Under spherical isotropic noise, the theoretical coherence between any pair of zeroth and first order ambisonic virtual microphones is equal to 0 for all frequencies, due to orthogonality and symmetry of the spherical harmonics (Elko, 2001). This result can also be assessed by Eq. (4). However, there are several practical factors that might corrupt the coherence estimation, such as the approximation of the temporal expectation by time averaging (Thiergart et al., 2011) in Eq. (6), or the non-ideal implementation of the radial filters Γ_m(kR) (Schörkhuber and Höldrich, 2017). In Secs. 2.1–2.3, we present several experiments that illustrate the behavior of different coherence estimators applied on the signals captured with a tetrahedral microphone subjected to spherical isotropic noise, using both simulated and real sound recordings.

Spherical isotropic noise has been generated following the geometrical method (Habets and Gannot, 2007, 2010), using N = 1024 plane waves. The resulting A-Format signals correspond to a virtual tetrahedral microphone array mimicking the Ambeo¹ characteristics (R = 0.015 m, α = 0.5). The generated audio has duration of 60 s.

Spherical isotropic noise has been rendered to a spherical loudspeaker layout with 25 Genelec 8040 (Iisalmi, Finland). The loudspeakers are arranged into three azimuth-equidistant 8-speaker rings at inclinations θ = [π/4, π/2, 3π/4], plus one speaker at the zenith (θ = 0). The different speaker distances to the center are delay- and gain-corrected, and the signal feeds are equalized to compensate for speaker coloration. The room has an approximate T₆₀ of 300 ms measured at the 1 kHz third-band octave. The spherical isotropic noise has been again created following the geometrical method, encoding a number of uncorrelated noise plane waves in ambisonics with varying orders L ∈ [1, 5]. Due to practical limitations related with the software, the minimum number of sources N = 256 for an accurate sound field reconstruction (Habets and Gannot, 2010) could not be reached—instead, the analysis has been performed parametrically with N = [8, 16, 32, 64]. For each value of L and N, approximately 15 s of audio have been recorded with an Ambeo microphone located at the center of the speaker array. Ambisonics decoding uses the AllRAD method (Zotter and Frank, 2012), passing through a spherical 64-point 10-design virtual speaker layout, and includes an imaginary speaker at the nadir (θ = π). The decoding matrix uses in-phase weights.
_ _ _ _ _ _ _
From the text on spherical isotropic noise, extract the words between "Under spherical isotropic" and "real sound recordings.", inclusive, unchanged.
_ _ _ _ _ _ _
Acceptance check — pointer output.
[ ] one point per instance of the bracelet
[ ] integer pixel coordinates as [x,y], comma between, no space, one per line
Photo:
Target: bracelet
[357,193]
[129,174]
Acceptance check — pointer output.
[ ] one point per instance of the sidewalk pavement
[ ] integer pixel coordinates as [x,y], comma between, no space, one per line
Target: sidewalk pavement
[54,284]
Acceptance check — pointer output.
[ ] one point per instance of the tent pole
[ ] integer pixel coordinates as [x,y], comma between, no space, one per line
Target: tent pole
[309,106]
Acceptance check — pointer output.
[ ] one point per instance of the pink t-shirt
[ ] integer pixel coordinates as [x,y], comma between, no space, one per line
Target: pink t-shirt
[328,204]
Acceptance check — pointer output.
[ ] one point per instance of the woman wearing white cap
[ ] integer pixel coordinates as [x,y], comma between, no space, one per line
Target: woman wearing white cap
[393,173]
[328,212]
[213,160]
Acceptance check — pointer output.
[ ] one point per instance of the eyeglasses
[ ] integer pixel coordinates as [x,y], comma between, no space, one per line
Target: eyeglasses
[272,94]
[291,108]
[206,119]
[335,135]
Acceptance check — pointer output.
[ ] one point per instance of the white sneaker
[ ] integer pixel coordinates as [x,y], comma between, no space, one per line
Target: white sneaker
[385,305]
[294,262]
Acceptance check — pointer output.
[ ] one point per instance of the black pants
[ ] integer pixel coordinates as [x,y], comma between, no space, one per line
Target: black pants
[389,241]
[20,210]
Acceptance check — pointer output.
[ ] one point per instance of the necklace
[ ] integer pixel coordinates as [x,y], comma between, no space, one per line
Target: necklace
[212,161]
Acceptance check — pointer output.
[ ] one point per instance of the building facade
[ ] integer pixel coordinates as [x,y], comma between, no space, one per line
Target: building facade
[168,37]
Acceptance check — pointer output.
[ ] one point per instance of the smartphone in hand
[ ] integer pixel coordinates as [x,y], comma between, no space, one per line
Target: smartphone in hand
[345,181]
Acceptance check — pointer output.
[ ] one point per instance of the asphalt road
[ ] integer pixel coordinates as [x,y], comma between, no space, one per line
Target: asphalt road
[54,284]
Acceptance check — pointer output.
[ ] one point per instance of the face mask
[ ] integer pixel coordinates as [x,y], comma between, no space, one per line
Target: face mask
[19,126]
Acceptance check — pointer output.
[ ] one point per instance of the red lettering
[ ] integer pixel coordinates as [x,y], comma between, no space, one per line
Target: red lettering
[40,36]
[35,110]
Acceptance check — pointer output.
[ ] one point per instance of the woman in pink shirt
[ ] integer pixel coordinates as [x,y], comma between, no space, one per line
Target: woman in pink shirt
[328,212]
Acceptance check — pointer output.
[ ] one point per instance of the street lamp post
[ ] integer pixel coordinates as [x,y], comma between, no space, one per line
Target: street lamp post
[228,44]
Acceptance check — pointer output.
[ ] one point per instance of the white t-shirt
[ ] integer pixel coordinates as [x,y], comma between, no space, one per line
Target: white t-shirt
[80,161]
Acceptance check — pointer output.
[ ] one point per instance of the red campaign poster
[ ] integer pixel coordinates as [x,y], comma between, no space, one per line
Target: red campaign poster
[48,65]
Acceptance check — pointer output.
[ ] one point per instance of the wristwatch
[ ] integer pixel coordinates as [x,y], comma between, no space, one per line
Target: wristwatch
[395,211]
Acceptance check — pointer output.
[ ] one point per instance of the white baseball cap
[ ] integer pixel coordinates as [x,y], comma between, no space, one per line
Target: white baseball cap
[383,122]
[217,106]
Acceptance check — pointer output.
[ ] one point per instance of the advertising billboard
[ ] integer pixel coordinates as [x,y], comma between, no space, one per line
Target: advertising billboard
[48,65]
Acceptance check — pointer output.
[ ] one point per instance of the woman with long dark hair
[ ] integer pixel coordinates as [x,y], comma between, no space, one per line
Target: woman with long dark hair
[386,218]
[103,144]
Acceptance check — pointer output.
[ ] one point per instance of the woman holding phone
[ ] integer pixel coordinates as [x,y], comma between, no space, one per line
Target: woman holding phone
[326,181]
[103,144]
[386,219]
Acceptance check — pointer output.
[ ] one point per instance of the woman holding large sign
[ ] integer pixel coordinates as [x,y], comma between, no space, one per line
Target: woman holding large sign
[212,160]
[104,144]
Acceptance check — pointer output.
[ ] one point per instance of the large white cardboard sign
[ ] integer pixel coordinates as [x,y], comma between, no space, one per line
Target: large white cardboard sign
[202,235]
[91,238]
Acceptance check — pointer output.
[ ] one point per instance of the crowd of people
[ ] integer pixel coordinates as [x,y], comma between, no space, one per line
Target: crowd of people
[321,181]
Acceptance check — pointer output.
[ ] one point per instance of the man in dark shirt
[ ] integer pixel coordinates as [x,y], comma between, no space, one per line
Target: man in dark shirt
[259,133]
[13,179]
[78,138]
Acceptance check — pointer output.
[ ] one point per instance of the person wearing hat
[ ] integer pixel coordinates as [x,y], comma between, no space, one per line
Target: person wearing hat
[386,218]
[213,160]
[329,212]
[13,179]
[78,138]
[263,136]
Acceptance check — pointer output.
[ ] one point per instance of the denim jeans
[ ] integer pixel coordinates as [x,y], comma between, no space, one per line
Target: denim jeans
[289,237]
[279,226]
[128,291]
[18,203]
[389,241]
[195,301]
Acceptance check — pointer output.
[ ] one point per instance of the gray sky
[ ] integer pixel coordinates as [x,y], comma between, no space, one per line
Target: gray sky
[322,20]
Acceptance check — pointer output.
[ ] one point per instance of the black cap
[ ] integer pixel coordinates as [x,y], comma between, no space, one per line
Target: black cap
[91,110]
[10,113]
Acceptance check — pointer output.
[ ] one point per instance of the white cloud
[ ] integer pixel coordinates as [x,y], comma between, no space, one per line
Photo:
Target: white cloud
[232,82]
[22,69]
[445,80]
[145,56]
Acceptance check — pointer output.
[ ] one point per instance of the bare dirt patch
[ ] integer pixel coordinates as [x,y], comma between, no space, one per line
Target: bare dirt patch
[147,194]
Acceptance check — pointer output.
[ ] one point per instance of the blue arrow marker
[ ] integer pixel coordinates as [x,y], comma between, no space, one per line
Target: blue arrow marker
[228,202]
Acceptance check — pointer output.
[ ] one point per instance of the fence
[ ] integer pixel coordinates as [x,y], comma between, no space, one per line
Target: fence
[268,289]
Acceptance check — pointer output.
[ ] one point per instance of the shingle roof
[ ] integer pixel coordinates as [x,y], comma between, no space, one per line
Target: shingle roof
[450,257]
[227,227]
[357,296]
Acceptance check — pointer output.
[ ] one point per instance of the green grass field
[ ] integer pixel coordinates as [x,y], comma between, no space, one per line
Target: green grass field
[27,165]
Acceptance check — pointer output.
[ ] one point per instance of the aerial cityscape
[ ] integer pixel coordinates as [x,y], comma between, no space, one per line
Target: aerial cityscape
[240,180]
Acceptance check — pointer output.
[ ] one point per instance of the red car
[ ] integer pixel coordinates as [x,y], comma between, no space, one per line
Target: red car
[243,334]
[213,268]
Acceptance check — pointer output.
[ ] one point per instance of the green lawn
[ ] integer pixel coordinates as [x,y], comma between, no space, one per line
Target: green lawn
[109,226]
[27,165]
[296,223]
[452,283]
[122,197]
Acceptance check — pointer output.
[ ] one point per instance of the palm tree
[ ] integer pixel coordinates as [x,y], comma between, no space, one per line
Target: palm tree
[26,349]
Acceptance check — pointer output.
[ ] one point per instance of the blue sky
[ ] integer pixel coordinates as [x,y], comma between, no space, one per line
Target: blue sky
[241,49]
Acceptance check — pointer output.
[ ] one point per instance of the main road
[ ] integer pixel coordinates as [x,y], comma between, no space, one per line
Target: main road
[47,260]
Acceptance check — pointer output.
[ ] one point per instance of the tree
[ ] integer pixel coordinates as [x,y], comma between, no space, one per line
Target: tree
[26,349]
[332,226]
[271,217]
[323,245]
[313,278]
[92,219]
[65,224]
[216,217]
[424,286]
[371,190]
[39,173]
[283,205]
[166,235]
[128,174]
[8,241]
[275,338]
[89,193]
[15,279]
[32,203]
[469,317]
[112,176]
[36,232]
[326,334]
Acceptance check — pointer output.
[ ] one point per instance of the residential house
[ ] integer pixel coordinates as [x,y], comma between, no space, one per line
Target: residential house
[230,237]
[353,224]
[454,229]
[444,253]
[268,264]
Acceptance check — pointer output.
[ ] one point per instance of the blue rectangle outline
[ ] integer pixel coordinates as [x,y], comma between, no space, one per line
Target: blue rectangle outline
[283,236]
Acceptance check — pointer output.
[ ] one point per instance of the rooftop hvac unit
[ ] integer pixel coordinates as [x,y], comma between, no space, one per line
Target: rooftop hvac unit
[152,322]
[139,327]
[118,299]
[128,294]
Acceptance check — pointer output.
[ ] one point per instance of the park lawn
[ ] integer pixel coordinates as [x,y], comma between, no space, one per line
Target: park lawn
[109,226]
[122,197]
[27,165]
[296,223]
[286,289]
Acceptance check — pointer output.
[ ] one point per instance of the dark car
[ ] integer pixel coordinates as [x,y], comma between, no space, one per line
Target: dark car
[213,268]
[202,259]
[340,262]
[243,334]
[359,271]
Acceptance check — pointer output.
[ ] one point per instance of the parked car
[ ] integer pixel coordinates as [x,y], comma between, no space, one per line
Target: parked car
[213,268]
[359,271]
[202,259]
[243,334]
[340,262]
_ _ _ _ _ _ _
# TASK RESULT
Under spherical isotropic noise, the theoretical coherence between any pair of zeroth and first order ambisonic virtual microphones is equal to 0 for all frequencies, due to orthogonality and symmetry of the spherical harmonics (Elko, 2001). This result can also be assessed by Eq. (4). However, there are several practical factors that might corrupt the coherence estimation, such as the approximation of the temporal expectation by time averaging (Thiergart et al., 2011) in Eq. (6), or the non-ideal implementation of the radial filters Γ_m(kR) (Schörkhuber and Höldrich, 2017). In Secs. 2.1–2.3, we present several experiments that illustrate the behavior of different coherence estimators applied on the signals captured with a tetrahedral microphone subjected to spherical isotropic noise, using both simulated and real sound recordings.